» **Task description**: Can you pull out every line of the records below and copy each one without any change?
** START Record extracts **
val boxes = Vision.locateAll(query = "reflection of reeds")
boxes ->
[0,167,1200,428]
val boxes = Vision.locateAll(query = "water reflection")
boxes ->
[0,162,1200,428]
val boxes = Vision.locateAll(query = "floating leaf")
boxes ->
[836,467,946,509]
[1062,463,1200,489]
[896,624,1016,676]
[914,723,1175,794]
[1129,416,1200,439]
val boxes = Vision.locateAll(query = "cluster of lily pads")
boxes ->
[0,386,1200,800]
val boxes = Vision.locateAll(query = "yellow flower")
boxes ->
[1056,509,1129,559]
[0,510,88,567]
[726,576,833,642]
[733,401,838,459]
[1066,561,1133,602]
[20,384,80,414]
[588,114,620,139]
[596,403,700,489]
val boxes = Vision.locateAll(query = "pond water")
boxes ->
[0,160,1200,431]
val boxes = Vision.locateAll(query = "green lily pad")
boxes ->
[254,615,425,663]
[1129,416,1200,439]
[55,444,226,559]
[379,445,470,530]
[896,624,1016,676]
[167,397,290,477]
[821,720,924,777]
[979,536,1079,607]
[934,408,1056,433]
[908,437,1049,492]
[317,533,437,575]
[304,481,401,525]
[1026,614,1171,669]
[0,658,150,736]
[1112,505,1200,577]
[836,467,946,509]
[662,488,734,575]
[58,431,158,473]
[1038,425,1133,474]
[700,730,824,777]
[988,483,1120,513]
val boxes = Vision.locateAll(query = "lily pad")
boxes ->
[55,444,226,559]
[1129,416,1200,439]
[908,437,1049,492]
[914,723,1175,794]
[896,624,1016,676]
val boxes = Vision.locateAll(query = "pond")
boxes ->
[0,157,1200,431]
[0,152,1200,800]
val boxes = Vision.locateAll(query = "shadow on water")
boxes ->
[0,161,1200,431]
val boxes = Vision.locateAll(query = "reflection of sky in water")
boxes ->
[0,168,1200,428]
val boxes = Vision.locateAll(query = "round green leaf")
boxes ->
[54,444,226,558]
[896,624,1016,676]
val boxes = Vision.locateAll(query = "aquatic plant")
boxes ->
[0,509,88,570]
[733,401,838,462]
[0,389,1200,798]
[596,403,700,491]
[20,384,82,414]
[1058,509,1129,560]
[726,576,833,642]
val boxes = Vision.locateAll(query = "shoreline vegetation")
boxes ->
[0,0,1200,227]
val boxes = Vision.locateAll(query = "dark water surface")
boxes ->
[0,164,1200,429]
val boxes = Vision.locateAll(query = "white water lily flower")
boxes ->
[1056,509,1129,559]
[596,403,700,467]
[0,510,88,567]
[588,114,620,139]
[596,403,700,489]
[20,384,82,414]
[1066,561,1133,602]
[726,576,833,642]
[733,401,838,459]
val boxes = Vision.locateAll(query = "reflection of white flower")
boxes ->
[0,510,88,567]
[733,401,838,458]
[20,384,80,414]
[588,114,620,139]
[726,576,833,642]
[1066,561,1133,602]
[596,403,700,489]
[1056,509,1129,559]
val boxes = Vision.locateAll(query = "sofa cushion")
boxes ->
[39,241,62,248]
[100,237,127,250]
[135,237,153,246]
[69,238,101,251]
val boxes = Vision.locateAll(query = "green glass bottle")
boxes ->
** END Record extracts **
» **Reply**:
val boxes = Vision.locateAll(query = "reflection of reeds")
boxes ->
[0,167,1200,428]
val boxes = Vision.locateAll(query = "water reflection")
boxes ->
[0,162,1200,428]
val boxes = Vision.locateAll(query = "floating leaf")
boxes ->
[836,467,946,509]
[1062,463,1200,489]
[896,624,1016,676]
[914,723,1175,794]
[1129,416,1200,439]
val boxes = Vision.locateAll(query = "cluster of lily pads")
boxes ->
[0,386,1200,800]
val boxes = Vision.locateAll(query = "yellow flower")
boxes ->
[1056,509,1129,559]
[0,510,88,567]
[726,576,833,642]
[733,401,838,459]
[1066,561,1133,602]
[20,384,80,414]
[588,114,620,139]
[596,403,700,489]
val boxes = Vision.locateAll(query = "pond water")
boxes ->
[0,160,1200,431]
val boxes = Vision.locateAll(query = "green lily pad")
boxes ->
[254,615,425,663]
[1129,416,1200,439]
[55,444,226,559]
[379,445,470,530]
[896,624,1016,676]
[167,397,290,477]
[821,720,924,777]
[979,536,1079,607]
[934,408,1056,433]
[908,437,1049,492]
[317,533,437,575]
[304,481,401,525]
[1026,614,1171,669]
[0,658,150,736]
[1112,505,1200,577]
[836,467,946,509]
[662,488,734,575]
[58,431,158,473]
[1038,425,1133,474]
[700,730,824,777]
[988,483,1120,513]
val boxes = Vision.locateAll(query = "lily pad")
boxes ->
[55,444,226,559]
[1129,416,1200,439]
[908,437,1049,492]
[914,723,1175,794]
[896,624,1016,676]
val boxes = Vision.locateAll(query = "pond")
boxes ->
[0,157,1200,431]
[0,152,1200,800]
val boxes = Vision.locateAll(query = "shadow on water")
boxes ->
[0,161,1200,431]
val boxes = Vision.locateAll(query = "reflection of sky in water")
boxes ->
[0,168,1200,428]
val boxes = Vision.locateAll(query = "round green leaf")
boxes ->
[54,444,226,558]
[896,624,1016,676]
val boxes = Vision.locateAll(query = "aquatic plant")
boxes ->
[0,509,88,570]
[733,401,838,462]
[0,389,1200,798]
[596,403,700,491]
[20,384,82,414]
[1058,509,1129,560]
[726,576,833,642]
val boxes = Vision.locateAll(query = "shoreline vegetation")
boxes ->
[0,0,1200,227]
val boxes = Vision.locateAll(query = "dark water surface")
boxes ->
[0,164,1200,429]
val boxes = Vision.locateAll(query = "white water lily flower")
boxes ->
[1056,509,1129,559]
[596,403,700,467]
[0,510,88,567]
[588,114,620,139]
[596,403,700,489]
[20,384,82,414]
[1066,561,1133,602]
[726,576,833,642]
[733,401,838,459]
val boxes = Vision.locateAll(query = "reflection of white flower")
boxes ->
[0,510,88,567]
[733,401,838,458]
[20,384,80,414]
[588,114,620,139]
[726,576,833,642]
[1066,561,1133,602]
[596,403,700,489]
[1056,509,1129,559]
val boxes = Vision.locateAll(query = "sofa cushion")
boxes ->
[39,241,62,248]
[100,237,127,250]
[135,237,153,246]
[69,238,101,251]
val boxes = Vision.locateAll(query = "green glass bottle")
boxes ->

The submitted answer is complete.